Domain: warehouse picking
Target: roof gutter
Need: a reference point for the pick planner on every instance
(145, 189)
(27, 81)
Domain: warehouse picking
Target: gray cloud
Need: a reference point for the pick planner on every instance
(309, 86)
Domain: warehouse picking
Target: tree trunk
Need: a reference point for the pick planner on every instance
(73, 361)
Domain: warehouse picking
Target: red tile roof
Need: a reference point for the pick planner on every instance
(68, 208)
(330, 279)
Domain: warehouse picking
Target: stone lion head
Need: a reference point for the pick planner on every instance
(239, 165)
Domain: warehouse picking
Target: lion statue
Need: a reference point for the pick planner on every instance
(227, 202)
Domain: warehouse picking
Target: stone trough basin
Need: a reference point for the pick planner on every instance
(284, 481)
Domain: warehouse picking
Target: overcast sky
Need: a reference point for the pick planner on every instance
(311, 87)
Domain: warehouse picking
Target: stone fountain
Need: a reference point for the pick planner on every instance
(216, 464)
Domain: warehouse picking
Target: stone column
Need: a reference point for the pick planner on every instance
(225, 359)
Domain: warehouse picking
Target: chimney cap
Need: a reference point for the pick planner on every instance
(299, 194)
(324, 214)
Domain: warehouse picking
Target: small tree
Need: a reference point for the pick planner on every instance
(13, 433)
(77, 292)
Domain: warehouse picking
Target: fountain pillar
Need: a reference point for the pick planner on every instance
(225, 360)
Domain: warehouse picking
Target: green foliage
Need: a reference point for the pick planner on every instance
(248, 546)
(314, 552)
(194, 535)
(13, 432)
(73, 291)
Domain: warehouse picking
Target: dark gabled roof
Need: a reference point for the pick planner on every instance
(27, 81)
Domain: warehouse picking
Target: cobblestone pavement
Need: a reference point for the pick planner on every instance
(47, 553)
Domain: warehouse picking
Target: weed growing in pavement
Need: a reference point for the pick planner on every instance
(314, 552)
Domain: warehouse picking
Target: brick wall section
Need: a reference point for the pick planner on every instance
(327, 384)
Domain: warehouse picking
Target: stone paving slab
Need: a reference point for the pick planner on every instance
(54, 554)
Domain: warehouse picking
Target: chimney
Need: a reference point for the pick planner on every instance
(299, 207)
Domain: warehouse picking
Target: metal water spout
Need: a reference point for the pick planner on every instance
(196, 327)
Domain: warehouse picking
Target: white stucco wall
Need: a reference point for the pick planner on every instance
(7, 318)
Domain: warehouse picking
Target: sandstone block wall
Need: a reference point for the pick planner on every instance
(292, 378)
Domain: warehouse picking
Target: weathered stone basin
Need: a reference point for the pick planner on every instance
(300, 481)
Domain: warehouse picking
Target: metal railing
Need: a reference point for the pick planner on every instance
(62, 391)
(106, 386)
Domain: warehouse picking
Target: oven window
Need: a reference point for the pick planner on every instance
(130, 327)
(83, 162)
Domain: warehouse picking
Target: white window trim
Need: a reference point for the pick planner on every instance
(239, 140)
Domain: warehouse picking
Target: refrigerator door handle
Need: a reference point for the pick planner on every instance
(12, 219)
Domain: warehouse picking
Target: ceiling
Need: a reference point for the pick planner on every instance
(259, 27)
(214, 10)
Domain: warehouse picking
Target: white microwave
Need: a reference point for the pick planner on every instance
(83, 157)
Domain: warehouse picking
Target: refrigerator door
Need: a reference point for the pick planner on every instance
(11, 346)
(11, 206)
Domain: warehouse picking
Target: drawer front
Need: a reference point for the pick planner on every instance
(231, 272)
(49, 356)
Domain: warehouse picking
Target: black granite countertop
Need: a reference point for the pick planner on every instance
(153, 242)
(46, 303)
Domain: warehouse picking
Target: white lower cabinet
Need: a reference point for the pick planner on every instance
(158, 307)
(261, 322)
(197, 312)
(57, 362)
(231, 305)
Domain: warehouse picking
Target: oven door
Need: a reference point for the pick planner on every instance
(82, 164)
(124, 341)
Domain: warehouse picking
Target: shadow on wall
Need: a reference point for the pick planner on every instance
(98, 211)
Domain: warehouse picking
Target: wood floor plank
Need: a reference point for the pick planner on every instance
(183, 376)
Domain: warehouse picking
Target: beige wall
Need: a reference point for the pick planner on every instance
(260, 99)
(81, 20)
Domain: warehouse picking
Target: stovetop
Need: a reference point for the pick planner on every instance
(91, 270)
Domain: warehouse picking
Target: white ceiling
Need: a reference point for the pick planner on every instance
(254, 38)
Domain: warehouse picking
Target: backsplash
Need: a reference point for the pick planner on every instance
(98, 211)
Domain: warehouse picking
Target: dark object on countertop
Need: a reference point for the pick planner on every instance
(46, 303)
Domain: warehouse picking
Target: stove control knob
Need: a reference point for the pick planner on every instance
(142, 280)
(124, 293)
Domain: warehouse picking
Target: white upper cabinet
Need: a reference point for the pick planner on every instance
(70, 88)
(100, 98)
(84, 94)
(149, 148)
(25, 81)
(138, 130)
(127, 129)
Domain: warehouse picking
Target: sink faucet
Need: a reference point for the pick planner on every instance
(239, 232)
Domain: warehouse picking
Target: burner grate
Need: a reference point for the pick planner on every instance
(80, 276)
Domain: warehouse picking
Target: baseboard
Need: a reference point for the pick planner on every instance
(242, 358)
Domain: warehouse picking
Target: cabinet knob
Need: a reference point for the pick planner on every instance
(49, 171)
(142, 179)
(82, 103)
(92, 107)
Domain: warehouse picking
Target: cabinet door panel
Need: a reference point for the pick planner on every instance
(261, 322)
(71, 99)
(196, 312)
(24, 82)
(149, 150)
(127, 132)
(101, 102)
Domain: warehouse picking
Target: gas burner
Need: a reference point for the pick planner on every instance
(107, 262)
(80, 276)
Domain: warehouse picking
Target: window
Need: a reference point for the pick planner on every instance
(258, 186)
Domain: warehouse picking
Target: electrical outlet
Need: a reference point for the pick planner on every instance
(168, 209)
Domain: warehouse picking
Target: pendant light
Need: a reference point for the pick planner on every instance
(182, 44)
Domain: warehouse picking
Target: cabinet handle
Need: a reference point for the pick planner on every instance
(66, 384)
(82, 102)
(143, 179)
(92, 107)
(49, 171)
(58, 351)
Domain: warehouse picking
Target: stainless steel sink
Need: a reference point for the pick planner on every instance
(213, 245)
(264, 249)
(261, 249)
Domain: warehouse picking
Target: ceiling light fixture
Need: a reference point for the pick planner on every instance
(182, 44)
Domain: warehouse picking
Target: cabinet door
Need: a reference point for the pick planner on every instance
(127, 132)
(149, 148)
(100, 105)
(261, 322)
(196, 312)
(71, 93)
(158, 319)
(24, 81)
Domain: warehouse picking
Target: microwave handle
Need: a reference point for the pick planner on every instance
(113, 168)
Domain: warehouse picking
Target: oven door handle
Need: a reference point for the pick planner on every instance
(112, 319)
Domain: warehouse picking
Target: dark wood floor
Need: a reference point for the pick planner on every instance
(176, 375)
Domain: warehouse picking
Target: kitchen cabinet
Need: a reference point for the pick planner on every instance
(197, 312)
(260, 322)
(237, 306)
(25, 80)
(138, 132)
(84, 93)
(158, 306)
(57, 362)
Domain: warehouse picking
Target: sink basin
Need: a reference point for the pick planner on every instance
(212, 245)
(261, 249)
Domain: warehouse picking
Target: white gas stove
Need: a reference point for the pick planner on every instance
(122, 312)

------------------------

■ **Aim of the exercise**
Reproduce each entry above exactly, keeping every word.

■ **Exercise answer**
Domain: warehouse picking
Target: roof gutter
Need: a reference point for the pick planner on every instance
(145, 189)
(27, 81)
Domain: warehouse picking
Target: gray cloud
Need: a reference point for the pick planner on every instance
(309, 86)
Domain: warehouse picking
Target: tree trunk
Need: a reference point for the pick planner on every instance
(73, 361)
Domain: warehouse picking
Target: red tile roof
Need: a reference point for the pick planner on every instance
(68, 208)
(330, 279)
Domain: warehouse picking
Target: stone lion head
Need: a reference point for the pick planner on every instance
(239, 165)
Domain: warehouse picking
Target: lion statue
Need: a reference point for the pick planner on every instance
(227, 202)
Domain: warehouse picking
Target: stone trough basin
Need: a reference point for the pick planner on every instance
(284, 481)
Domain: warehouse picking
Target: overcast sky
Need: a reference point for the pick planner on every instance
(311, 87)
Domain: warehouse picking
Target: stone fountain
Need: a reference point for the pick planner on every instance
(216, 464)
Domain: warehouse picking
Target: stone column
Need: a reference point for the pick planner on every instance
(225, 359)
Domain: warehouse picking
Target: chimney cap
Need: a reference point for the pick planner on every instance
(299, 194)
(324, 214)
Domain: warehouse picking
Target: small tree
Need: a reference point for the pick planner on every instance
(13, 433)
(77, 292)
Domain: warehouse picking
Target: fountain pillar
Need: a reference point for the pick planner on every instance
(225, 360)
Domain: warehouse picking
Target: green foliage
Need: a reference point for the pick planner on every instance
(248, 546)
(314, 552)
(194, 535)
(13, 432)
(73, 291)
Domain: warehouse picking
Target: dark gabled roof
Need: a reference point for the pick planner on every instance
(27, 81)
Domain: warehouse picking
Target: cobblestone pavement
Need: a reference point for the pick planner on every instance
(47, 553)
Domain: warehouse picking
Target: weed growing in pavement
Need: a reference point for the pick planner on every instance
(314, 552)
Domain: warehouse picking
Target: brick wall section
Need: a reference point for the pick planner on every instance
(327, 384)
Domain: warehouse picking
Target: stone paving slab
Need: a reference point for the pick planner on every instance
(54, 554)
Domain: warehouse picking
Target: chimney
Need: a reference point for the pick planner on every instance
(299, 207)
Domain: warehouse picking
Target: metal water spout
Need: a reference point for the pick planner on every instance
(196, 327)
Domain: warehouse picking
Target: white stucco wall
Need: a reference point for the pick planner on every instance
(7, 318)
Domain: warehouse picking
Target: sandstone block wall
Need: a reference point for the pick planner on every instance
(292, 378)
Domain: warehouse picking
Target: weathered stone basin
Need: a reference point for the pick planner on every instance
(300, 481)
Domain: warehouse picking
Target: metal railing
Need: a reference point for the pick planner on every instance
(62, 391)
(106, 386)
Domain: warehouse picking
Target: oven window
Need: a reference point for the pick planner on every instance
(130, 327)
(83, 162)
Domain: warehouse picking
Target: white window trim
Need: a reference point for the pick planner on every instance
(239, 140)
Domain: warehouse picking
Target: refrigerator door handle
Need: a reference point for the pick planner on every instance
(12, 219)
Domain: warehouse picking
Target: ceiling
Need: a reference point for the pick planner on every instance
(259, 27)
(214, 10)
Domain: warehouse picking
Target: white microwave
Need: a reference point for the pick planner on every instance
(83, 157)
Domain: warehouse picking
Target: refrigerator door
Need: a reference point for the pick planner on every instance
(11, 346)
(11, 206)
Domain: warehouse picking
Target: drawer front
Need: a reference point for the pick planner on every instance
(231, 272)
(49, 356)
Domain: warehouse picking
Target: black granite countertop
Need: a reference point for the pick planner on every instance
(153, 242)
(46, 303)
Domain: warehouse picking
Target: white lower cabinet
Need: a reference point for the pick planner on every instance
(158, 307)
(261, 322)
(197, 312)
(57, 362)
(231, 305)
Domain: warehouse picking
Target: oven door
Need: a reference point for the pick planner on every instance
(82, 164)
(124, 341)
Domain: warehouse picking
Target: shadow on wall
Need: a reference point for the pick planner on every instance
(98, 211)
Domain: warehouse picking
Target: wood floor plank
Need: a reference point for the pick planner on every instance
(183, 376)
Domain: warehouse picking
Target: beige wall
Need: a reference point for the pick planner on every instance
(260, 99)
(81, 20)
Domain: warehouse picking
Target: stovetop
Need: a reference point for the pick planner on every instance
(91, 270)
Domain: warehouse picking
Target: white ceiling
Need: a reference point for the pick planner on every instance
(254, 38)
Domain: warehouse picking
Target: backsplash
Need: a reference point for the pick planner on every instance
(98, 211)
Domain: warehouse picking
Target: dark object on countertop
Need: a reference point for the pick planner on every instance
(46, 303)
Domain: warehouse picking
Target: stove control knob
Need: a reference point for the pick planner on every instance
(142, 280)
(124, 293)
Domain: warehouse picking
Target: white upper cabinet
Need: a reference point for the pick planner on every instance
(70, 88)
(100, 98)
(84, 94)
(149, 148)
(25, 81)
(138, 130)
(127, 129)
Domain: warehouse picking
Target: sink faucet
Need: a reference point for the pick planner on every instance
(239, 232)
Domain: warehouse picking
Target: burner grate
Need: a reference point for the pick planner on every instance
(80, 276)
Domain: warehouse picking
Target: baseboard
Need: a reference point for the pick planner on every instance
(242, 358)
Domain: warehouse picking
Target: cabinet knob
Need: a reference point for the pick planner on every instance
(49, 171)
(142, 179)
(82, 103)
(92, 107)
Domain: warehouse picking
Target: cabinet door panel
Need: a reference point for the pick planner on every instance
(261, 322)
(71, 99)
(196, 312)
(24, 82)
(149, 150)
(127, 132)
(101, 102)
Domain: warehouse picking
Target: gas burner
Need: a reference point for the pick planner on every instance
(107, 262)
(80, 276)
Domain: warehouse picking
Target: window
Need: a reference point for the pick planner on every instance
(258, 186)
Domain: warehouse picking
Target: electrical outlet
Need: a reference point for the pick planner on every instance
(168, 209)
Domain: warehouse picking
Target: pendant light
Need: a reference point for the pick planner on every instance
(182, 44)
Domain: warehouse picking
Target: cabinet handle
Need: a reference point for the pick planner on every instance
(66, 384)
(82, 102)
(143, 179)
(92, 107)
(49, 171)
(58, 351)
Domain: warehouse picking
Target: stainless steel sink
Need: a reference point for the pick planner on every instance
(213, 245)
(264, 249)
(261, 249)
Domain: warehouse picking
Target: ceiling light fixture
Need: a reference point for the pick planner on every instance
(182, 44)
Domain: warehouse picking
Target: cabinet door
Need: a reference point for the pick planner on every instance
(127, 132)
(149, 148)
(100, 105)
(261, 322)
(196, 312)
(71, 93)
(158, 319)
(24, 81)
Domain: warehouse picking
Target: microwave handle
Need: a reference point for the pick planner on every instance
(113, 168)
Domain: warehouse picking
Target: oven door handle
Need: a reference point for the pick planner on every instance
(112, 319)
Domain: warehouse picking
Target: dark wood floor
Need: a reference point for the pick planner on every instance
(176, 375)
Domain: warehouse picking
Target: kitchen cabinet
Need: a reference point for the pick planner on every instance
(197, 312)
(260, 322)
(237, 306)
(25, 80)
(138, 132)
(84, 93)
(158, 306)
(57, 362)
Domain: warehouse picking
Target: sink basin
Need: a reference point for the pick planner on every instance
(212, 245)
(261, 249)
Domain: warehouse picking
Target: white gas stove
Need: a reference point for the pick planner on every instance
(122, 312)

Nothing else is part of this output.